● **WHAT TO WORK ON**
Copy the data that follows, character for character, minus the pictures.

● **LISTED RECORDS**
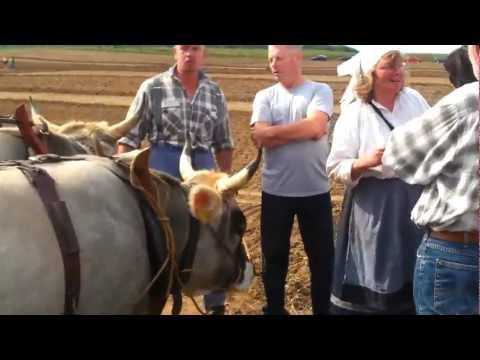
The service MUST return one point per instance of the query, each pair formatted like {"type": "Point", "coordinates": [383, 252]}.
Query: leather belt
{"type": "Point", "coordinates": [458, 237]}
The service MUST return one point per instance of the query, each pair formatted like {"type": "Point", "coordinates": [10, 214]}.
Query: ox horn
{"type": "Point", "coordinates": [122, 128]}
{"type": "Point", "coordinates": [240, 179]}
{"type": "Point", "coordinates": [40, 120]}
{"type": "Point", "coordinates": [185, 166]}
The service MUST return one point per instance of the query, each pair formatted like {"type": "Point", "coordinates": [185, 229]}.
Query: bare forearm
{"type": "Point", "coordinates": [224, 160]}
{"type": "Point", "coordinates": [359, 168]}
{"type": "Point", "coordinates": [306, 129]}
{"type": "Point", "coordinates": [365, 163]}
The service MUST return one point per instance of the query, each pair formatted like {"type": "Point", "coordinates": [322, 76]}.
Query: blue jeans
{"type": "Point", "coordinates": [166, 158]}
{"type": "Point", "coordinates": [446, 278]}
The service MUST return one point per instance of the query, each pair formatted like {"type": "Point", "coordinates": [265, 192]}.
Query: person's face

● **OUTPUT**
The service MUST return one point per instance of the query, each pair formatted like {"type": "Point", "coordinates": [383, 252]}.
Query: leather belt
{"type": "Point", "coordinates": [458, 237]}
The service MUST return one point per instance of the query, each pair formatted like {"type": "Point", "coordinates": [10, 214]}.
Query: ox horn
{"type": "Point", "coordinates": [122, 128]}
{"type": "Point", "coordinates": [240, 179]}
{"type": "Point", "coordinates": [40, 120]}
{"type": "Point", "coordinates": [185, 166]}
The service MUST return one point per instance of the query, each pair formatted like {"type": "Point", "coordinates": [185, 229]}.
Query: bare forearm
{"type": "Point", "coordinates": [224, 160]}
{"type": "Point", "coordinates": [359, 168]}
{"type": "Point", "coordinates": [306, 129]}
{"type": "Point", "coordinates": [365, 163]}
The service MUST return one point per instance of the query, each pair formatted like {"type": "Point", "coordinates": [322, 76]}.
Query: blue jeans
{"type": "Point", "coordinates": [166, 158]}
{"type": "Point", "coordinates": [446, 278]}
The service MUST return one point per instance of the query, each pair formatted like {"type": "Point", "coordinates": [265, 192]}.
Query: person's face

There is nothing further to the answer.